The present décor was dreamed up by Simon, whose career as an art director equipped him with the hand and eye to propel Dockacre from a moored-in-the-nineties take on a heritage townhouse to its current state. The result is a singularly intuitive reinterpretation, which gives glimpses of a past long obscured. A covering of arsenic green, for example, was revealed after months spent scraping cream paint off the palimpsest that is the living-room walls, while the bed in the main chamber is a masterpiece of carved reliefs repurposed from dilapidated armoires rescued from a bonfire in the south of France. Expertly reclaimed by Bill Bradley of design/joinery firm Ecoism, it seems to float towards an enchanted territory summoned entirely from Simon’s imagination.
Similar beguilements await in the dining room, where a table has been decorated with fantastic beasts by Jude Wisdom, and the bathroom with its roguish gallery of masks. All is characterised by a bravura mastery of colour, shade and texture; the bright hues in the bedroom are strikingly faithful invocations of Tudor bedchambers. In the Elizabethan half-acre outside, other beings roam; two cast figures of hinds by the front door raise a hoof in salute to their lord, the great god Pan, while a monument to Penda, one of the last pagan monarchs in England, emerges from the earth nearby. These recent embellishments somehow seem as though they’ve always been there.

- - - -

## EXERCISE TASKS
(1) How would you render this sentence from the Dockacre passage in Spanish: "These recent embellishments somehow seem as though they’ve always been there."?
(2) Can you quote the part of the Dockacre passage that opens with the words containing "The present décor" and closes with "from Simon’s imagination."?
Work only from the Dockacre passage.

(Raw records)

- - - -

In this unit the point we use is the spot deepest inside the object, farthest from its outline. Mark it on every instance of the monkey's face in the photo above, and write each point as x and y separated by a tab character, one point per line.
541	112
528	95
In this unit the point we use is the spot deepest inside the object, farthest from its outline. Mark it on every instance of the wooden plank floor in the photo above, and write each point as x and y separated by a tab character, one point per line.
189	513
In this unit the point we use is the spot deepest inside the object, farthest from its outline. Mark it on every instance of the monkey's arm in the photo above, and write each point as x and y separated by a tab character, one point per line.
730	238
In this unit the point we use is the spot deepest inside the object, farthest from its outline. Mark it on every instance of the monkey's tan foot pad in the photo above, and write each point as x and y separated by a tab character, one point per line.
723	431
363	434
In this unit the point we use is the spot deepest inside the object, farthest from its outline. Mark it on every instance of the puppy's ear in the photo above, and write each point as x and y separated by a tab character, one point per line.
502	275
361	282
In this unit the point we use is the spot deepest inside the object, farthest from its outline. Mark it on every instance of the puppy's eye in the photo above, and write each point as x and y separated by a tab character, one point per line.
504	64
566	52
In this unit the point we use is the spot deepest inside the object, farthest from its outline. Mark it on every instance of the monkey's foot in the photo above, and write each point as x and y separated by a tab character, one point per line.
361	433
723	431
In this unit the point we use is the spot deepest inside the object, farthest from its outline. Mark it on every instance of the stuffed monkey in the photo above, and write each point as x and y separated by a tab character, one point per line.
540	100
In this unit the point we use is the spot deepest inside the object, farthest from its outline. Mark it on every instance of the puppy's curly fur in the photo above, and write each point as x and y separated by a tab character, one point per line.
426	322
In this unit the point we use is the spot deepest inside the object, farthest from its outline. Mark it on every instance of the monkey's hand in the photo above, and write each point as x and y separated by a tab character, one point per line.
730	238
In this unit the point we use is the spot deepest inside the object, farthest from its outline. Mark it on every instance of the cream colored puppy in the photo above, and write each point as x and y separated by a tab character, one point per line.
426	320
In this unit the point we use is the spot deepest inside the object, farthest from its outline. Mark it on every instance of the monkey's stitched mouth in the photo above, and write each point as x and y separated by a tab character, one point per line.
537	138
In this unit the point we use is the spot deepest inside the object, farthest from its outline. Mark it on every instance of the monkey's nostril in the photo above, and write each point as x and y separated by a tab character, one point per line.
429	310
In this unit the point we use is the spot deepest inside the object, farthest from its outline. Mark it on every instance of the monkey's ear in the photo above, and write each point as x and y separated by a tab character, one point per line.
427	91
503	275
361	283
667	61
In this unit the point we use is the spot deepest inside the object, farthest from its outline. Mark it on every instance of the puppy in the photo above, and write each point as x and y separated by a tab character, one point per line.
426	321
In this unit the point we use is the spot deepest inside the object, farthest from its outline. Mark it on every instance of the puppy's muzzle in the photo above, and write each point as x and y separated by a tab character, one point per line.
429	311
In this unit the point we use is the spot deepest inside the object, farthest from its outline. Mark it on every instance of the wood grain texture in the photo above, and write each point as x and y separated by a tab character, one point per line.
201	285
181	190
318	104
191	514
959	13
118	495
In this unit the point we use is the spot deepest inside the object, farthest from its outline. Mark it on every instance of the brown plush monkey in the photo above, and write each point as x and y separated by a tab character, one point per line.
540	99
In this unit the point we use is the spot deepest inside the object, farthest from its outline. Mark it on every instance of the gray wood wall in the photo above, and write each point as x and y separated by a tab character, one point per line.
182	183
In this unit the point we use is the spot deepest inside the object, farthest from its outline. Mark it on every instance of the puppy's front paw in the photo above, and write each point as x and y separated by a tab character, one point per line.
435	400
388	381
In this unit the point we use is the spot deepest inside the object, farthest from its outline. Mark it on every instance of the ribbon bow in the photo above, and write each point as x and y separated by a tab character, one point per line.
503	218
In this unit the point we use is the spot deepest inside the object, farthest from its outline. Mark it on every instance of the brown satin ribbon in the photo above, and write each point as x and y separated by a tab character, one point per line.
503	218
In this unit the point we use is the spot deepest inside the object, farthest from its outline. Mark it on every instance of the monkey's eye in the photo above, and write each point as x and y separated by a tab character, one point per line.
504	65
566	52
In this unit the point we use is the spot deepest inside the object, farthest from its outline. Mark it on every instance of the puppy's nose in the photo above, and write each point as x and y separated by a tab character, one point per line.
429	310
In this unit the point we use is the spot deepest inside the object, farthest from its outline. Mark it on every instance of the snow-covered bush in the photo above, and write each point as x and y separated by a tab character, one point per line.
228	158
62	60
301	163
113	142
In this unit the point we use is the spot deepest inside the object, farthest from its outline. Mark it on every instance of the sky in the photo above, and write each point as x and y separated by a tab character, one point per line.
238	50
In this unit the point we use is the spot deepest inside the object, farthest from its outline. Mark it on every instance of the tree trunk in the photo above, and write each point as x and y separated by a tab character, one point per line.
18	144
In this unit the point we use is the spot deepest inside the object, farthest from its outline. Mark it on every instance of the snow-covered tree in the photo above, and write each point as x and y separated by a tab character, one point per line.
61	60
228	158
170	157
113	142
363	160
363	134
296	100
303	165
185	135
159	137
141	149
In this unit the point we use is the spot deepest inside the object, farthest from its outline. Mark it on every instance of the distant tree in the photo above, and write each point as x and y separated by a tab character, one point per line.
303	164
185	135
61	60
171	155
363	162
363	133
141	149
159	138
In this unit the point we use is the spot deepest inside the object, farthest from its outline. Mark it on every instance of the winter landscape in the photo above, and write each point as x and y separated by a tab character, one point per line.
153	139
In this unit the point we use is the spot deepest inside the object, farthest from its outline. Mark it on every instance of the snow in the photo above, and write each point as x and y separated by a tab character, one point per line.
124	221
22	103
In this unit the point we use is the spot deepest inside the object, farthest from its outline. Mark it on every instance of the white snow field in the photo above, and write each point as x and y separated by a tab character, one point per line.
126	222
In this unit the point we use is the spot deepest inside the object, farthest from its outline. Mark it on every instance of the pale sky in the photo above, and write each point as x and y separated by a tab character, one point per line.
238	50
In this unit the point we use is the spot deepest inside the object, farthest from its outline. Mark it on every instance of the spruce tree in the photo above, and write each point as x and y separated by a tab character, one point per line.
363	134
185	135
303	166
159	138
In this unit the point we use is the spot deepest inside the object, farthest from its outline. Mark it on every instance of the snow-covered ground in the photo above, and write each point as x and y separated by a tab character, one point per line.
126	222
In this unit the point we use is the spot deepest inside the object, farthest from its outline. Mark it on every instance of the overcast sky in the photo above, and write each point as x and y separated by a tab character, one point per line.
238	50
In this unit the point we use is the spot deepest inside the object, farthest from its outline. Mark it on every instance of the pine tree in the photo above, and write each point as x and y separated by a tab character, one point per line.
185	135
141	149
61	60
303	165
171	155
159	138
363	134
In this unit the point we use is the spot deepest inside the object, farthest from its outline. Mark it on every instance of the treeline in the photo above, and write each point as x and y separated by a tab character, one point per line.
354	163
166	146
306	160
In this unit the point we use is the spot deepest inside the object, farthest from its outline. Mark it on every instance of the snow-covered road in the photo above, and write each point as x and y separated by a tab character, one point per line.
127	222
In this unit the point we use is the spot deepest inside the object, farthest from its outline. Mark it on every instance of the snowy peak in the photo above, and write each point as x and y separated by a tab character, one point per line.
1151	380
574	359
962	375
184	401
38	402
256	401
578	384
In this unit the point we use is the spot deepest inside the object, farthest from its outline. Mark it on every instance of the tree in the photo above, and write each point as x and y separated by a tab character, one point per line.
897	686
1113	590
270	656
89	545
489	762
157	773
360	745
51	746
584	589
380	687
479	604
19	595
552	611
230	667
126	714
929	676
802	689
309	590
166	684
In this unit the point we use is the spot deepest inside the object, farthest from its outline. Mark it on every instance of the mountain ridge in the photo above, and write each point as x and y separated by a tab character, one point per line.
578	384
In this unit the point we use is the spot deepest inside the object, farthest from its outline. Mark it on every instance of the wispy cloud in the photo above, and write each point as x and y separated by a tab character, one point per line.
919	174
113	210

- - - -

## LIST OF SOLUTIONS
(1) Estos adornos recientes, de algún modo, parecen haber estado siempre allí.

(2)
The present décor was dreamed up by Simon, whose career as an art director equipped him with the hand and eye to propel Dockacre from a moored-in-the-nineties take on a heritage townhouse to its current state. The result is a singularly intuitive reinterpretation, which gives glimpses of a past long obscured. A covering of arsenic green, for example, was revealed after months spent scraping cream paint off the palimpsest that is the living-room walls, while the bed in the main chamber is a masterpiece of carved reliefs repurposed from dilapidated armoires rescued from a bonfire in the south of France. Expertly reclaimed by Bill Bradley of design/joinery firm Ecoism, it seems to float towards an enchanted territory summoned entirely from Simon’s imagination.